11Comme on prétendait que tout le monde, les barbiers et les artisans, discouraient de la raison d’État au XVIIe siècle [24], beaucoup de groupes sociaux et professionnels et de nombreux individus parlent de la réforme de l’État. Celle-ci fonctionne comme un discours cardinal porté par de multiples réseaux et sa propagation est révélatrice de quatre dynamiques : des processus de construction, par des groupes variés, de l’administration en « problème public »; l’essor de nouveaux instruments et de savoirs (techniques, économiques, organisationnels, managériaux) portés par des experts ; des conflits inter-ministériels entre agents réformateurs qui traversent le champ étatique et qui se répercutent sur les débats et les négociations au cœur des réformes ; des enjeux plus larges de gouvernement dans lesquels s’insère la réforme de l’appareil d’État.

- [Tâche à réaliser] Pour chacune des affirmations suivantes, indiquez par oui ou par non si elle concorde avec l'extrait sur la réforme de l'État, en citant mot pour mot les termes de l'extrait qui tranchent : (a) la réforme de l'État fonctionne comme un discours porté par de multiples réseaux ; (b) la propagation de ce discours révèle cinq dynamiques ; (c) les conflits entre agents réformateurs restent confinés à un seul ministère.

- [Données fournies]
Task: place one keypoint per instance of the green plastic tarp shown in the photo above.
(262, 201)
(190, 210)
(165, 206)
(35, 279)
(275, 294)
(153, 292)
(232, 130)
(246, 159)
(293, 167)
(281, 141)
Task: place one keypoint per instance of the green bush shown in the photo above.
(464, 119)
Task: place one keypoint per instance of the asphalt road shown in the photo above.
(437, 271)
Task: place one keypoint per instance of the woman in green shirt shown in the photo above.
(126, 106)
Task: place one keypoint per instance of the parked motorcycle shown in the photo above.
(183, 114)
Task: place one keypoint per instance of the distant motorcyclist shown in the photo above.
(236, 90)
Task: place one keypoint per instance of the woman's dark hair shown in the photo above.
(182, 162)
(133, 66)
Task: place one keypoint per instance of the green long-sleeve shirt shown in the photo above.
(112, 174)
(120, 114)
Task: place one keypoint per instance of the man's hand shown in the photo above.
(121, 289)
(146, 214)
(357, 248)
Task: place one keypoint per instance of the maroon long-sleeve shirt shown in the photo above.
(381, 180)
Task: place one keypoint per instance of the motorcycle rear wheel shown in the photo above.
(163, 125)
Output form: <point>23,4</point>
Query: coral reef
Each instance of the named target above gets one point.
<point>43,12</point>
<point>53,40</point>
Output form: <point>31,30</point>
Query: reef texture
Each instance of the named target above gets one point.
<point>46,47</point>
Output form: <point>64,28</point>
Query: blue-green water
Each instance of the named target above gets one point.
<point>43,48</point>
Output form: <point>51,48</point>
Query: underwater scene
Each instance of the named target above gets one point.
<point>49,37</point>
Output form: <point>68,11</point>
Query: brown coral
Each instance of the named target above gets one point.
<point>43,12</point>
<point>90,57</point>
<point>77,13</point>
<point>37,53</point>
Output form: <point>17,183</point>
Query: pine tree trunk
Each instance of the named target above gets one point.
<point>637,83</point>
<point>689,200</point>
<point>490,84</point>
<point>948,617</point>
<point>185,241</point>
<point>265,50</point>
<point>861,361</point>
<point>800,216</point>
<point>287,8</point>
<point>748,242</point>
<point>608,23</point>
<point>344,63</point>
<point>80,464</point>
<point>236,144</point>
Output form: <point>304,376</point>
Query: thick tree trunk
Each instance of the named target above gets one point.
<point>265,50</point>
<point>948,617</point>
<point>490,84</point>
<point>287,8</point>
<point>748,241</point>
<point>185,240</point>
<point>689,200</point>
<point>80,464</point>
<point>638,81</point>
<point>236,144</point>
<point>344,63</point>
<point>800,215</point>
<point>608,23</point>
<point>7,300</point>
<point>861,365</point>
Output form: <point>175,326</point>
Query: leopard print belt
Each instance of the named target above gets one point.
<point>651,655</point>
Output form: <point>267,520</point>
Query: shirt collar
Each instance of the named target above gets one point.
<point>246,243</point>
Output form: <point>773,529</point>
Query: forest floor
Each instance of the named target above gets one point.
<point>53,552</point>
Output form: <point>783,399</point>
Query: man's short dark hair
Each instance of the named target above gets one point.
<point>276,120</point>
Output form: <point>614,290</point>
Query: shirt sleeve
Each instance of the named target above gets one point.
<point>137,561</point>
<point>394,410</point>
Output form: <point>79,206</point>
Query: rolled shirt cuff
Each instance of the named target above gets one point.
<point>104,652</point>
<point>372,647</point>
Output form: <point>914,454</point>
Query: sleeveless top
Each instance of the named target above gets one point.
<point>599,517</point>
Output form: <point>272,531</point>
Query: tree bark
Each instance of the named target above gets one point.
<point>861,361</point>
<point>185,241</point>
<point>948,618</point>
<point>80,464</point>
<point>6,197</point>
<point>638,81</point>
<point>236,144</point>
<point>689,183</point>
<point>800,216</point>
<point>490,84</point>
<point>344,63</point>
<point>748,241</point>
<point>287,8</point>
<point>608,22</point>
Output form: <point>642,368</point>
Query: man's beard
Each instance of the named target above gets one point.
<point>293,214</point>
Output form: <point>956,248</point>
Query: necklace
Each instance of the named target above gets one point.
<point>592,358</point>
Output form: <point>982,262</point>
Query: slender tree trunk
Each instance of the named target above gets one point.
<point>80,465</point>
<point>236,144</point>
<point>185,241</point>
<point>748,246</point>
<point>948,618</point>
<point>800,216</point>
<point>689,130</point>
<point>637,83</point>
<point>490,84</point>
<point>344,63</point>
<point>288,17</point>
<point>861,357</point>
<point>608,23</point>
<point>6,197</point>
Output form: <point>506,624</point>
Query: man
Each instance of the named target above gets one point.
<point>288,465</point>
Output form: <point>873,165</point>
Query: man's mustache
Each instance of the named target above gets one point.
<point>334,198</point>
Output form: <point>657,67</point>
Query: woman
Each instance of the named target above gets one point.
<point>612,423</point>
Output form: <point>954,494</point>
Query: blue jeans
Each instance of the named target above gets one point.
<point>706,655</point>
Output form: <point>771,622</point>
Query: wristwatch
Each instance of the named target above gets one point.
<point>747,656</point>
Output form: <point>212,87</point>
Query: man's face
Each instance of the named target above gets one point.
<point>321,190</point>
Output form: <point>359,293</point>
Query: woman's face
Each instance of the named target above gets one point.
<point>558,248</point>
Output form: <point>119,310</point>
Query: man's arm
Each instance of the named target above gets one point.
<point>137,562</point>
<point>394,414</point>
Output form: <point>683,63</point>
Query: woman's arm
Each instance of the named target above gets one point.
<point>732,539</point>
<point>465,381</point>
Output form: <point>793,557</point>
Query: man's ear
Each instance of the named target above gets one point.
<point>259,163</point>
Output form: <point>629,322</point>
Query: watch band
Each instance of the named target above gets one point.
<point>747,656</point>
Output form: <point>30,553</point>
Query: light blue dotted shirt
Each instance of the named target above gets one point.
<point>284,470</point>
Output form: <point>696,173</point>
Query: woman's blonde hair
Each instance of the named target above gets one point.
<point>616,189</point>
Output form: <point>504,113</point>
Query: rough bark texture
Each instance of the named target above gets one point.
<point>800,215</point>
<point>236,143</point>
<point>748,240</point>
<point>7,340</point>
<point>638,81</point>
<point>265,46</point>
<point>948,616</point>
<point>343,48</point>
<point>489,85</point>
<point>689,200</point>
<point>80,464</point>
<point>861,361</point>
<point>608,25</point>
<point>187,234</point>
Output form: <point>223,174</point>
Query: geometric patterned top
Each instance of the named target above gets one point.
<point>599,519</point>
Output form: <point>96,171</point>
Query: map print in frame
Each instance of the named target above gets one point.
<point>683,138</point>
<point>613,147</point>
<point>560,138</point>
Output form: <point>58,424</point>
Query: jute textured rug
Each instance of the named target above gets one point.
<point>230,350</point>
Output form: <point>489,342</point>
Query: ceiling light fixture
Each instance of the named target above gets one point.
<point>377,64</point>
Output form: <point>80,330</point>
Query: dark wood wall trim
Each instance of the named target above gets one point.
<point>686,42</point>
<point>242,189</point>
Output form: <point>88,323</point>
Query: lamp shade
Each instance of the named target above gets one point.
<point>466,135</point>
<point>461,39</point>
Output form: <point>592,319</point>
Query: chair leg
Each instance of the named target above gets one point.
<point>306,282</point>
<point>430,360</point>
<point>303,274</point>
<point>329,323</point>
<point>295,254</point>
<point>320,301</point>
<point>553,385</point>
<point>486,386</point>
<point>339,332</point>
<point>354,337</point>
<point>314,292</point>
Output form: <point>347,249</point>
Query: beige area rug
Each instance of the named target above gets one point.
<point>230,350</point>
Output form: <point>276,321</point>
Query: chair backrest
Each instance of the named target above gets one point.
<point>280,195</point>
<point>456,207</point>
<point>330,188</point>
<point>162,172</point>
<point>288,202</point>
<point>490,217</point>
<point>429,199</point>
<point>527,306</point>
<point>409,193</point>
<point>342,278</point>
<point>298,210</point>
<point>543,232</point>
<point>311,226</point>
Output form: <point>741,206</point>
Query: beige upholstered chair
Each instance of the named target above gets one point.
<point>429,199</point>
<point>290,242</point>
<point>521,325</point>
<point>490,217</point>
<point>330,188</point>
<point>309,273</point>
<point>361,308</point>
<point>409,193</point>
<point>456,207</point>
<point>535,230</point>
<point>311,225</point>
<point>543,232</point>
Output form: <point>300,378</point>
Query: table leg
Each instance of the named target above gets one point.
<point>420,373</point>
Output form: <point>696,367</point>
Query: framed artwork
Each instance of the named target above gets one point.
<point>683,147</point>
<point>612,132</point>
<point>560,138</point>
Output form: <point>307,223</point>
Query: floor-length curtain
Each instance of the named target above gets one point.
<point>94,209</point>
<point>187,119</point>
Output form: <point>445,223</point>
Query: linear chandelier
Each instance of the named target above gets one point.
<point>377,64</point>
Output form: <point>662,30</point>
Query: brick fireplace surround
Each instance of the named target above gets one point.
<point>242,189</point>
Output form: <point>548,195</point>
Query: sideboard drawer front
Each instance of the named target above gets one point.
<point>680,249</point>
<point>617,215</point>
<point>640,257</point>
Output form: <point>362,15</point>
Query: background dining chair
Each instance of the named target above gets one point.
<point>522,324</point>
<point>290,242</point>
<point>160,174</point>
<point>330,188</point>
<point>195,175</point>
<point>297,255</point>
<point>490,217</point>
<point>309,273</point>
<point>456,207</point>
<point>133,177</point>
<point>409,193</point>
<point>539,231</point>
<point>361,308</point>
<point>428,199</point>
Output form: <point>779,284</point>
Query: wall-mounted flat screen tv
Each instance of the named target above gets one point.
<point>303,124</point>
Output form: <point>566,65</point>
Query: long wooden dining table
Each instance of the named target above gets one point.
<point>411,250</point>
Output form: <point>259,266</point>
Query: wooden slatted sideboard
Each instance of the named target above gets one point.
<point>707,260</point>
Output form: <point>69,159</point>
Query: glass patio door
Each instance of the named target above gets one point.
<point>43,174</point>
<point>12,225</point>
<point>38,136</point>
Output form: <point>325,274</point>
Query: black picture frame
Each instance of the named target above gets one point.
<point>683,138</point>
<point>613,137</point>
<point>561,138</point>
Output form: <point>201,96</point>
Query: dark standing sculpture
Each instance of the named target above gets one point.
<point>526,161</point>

- [Réponse rédigée]
(a) Oui : « Celle-ci fonctionne comme un discours cardinal porté par de multiples réseaux ».
(b) Non : « sa propagation est révélatrice de quatre dynamiques ».
(c) Non : « des conflits inter-ministériels entre agents réformateurs qui traversent le champ étatique ».